### [Testo]

------------------------

Femminicidi e giornalismo

Deresponsabilizzazióne: secondo Lessico del XXI Secolo della Treccani, il termine definisce “un comportamento diffuso nella società contemporanea che porta a evitare l’assunzione di responsabilità e a tutelare solo la propria convenienza e il proprio interesse come se fossero un diritto, senza tener conto di un bene collettivo”.

Ora applichiamo tale significato alla disparità di genere e, nello specifico, alla violenza di genere e salta fuori che nel giornalismo – che spesso, però è, necessariamente e inevitabilmente, il riflesso della società – è quasi una consuetudine.

Nel corso del progetto educativo antimafia e antiviolenza organizzato nel 2022 dal Centro Studi Pio La Torre (già citato nel nostro articolo Donne e mafie e ampiamente raccontato su difesapopolo.it) è emersa una “retorica” giornalistica deresponsabilizzante nei confronti dell’assassino che ha determinato (addirittura), una classifica d’interesse da parte dei lettori nei casi di femminicidi: non tutti, infatti, sembrano suscitare lo stesso interesse.

------------------------

### [Consegna 1]
Riscrivi il brano del testo su femminicidi e giornalismo da "Femminicidi e giornalismo" fino a "quasi una consuetudine." compreso, sostituendo "società" con "comunità".
### [Consegna 2]
Secondo il testo su femminicidi e giornalismo, quale opera fornisce la definizione di deresponsabilizzazione?
### [Consegna 3]
Riassumi in due frasi il testo su femminicidi e giornalismo.

------------------------

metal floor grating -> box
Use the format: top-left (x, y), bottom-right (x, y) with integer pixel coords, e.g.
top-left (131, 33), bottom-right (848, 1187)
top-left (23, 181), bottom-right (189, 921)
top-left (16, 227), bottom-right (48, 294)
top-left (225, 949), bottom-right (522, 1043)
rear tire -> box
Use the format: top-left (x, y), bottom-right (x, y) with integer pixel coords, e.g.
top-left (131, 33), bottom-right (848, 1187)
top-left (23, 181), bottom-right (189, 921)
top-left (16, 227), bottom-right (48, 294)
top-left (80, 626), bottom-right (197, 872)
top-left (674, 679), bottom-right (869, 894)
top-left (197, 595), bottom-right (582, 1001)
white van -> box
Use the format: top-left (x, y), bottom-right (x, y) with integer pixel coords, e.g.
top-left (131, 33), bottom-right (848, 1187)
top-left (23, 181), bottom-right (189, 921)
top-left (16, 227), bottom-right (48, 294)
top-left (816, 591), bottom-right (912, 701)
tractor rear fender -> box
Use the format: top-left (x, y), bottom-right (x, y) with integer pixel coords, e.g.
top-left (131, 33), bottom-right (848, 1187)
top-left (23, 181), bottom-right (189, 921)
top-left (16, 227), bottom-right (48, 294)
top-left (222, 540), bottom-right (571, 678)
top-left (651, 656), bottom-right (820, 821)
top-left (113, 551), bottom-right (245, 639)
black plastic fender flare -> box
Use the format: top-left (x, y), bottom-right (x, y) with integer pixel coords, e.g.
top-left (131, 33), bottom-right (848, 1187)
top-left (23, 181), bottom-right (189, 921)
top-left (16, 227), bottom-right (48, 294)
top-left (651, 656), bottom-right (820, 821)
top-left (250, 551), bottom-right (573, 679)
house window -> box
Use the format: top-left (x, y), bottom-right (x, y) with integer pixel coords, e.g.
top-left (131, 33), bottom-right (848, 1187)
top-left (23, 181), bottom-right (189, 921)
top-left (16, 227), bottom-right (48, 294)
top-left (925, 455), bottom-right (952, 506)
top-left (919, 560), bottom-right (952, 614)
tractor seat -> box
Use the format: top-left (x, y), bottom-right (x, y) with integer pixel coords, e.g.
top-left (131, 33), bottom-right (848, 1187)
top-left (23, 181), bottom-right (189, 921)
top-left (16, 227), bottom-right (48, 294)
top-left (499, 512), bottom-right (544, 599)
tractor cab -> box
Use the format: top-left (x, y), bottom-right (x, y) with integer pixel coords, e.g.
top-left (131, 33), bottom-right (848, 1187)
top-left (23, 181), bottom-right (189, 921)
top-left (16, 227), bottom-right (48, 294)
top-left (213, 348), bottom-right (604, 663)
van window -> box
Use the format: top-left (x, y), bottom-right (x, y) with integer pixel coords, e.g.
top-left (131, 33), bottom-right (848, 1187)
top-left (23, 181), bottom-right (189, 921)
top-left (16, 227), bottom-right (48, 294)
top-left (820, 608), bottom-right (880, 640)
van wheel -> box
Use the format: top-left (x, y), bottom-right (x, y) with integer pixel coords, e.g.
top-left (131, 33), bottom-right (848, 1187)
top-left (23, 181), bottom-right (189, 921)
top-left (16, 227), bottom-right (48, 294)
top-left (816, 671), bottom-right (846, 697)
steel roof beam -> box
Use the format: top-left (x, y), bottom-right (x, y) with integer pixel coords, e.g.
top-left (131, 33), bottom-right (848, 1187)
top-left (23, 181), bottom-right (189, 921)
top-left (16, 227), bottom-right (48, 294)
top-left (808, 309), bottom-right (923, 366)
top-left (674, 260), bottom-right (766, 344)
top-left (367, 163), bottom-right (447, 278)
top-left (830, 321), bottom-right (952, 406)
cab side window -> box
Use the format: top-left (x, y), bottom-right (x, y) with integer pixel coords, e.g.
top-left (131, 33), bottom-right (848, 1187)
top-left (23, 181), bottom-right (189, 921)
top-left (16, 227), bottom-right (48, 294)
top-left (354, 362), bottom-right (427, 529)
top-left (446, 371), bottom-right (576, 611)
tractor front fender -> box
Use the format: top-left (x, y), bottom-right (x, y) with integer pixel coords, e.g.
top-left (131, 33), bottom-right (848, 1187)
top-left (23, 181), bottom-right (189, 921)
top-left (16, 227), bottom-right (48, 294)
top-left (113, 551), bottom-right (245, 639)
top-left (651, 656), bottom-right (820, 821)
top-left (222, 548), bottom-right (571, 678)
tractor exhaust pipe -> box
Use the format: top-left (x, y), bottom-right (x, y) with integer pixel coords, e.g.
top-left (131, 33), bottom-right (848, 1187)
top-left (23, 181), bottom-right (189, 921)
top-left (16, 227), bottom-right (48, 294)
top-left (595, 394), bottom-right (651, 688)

------------------------

### [Risposta 1]
Femminicidi e giornalismo

Deresponsabilizzazióne: secondo Lessico del XXI Secolo della Treccani, il termine definisce “un comportamento diffuso nella comunità contemporanea che porta a evitare l’assunzione di responsabilità e a tutelare solo la propria convenienza e il proprio interesse come se fossero un diritto, senza tener conto di un bene collettivo”.

Ora applichiamo tale significato alla disparità di genere e, nello specifico, alla violenza di genere e salta fuori che nel giornalismo – che spesso, però è, necessariamente e inevitabilmente, il riflesso della comunità – è quasi una consuetudine.

### [Risposta 2]
Il Lessico del XXI Secolo della Treccani.

### [Risposta 3]
Secondo il Lessico del XXI Secolo della Treccani, la deresponsabilizzazione è un comportamento che porta a evitare l'assunzione di responsabilità e a tutelare solo il proprio interesse senza tener conto di un bene collettivo; applicata alla violenza di genere, nel giornalismo risulta quasi una consuetudine. Nel progetto educativo antimafia e antiviolenza organizzato nel 2022 dal Centro Studi Pio La Torre è emersa una retorica giornalistica deresponsabilizzante nei confronti dell'assassino, che ha determinato una classifica d'interesse dei lettori nei casi di femminicidio.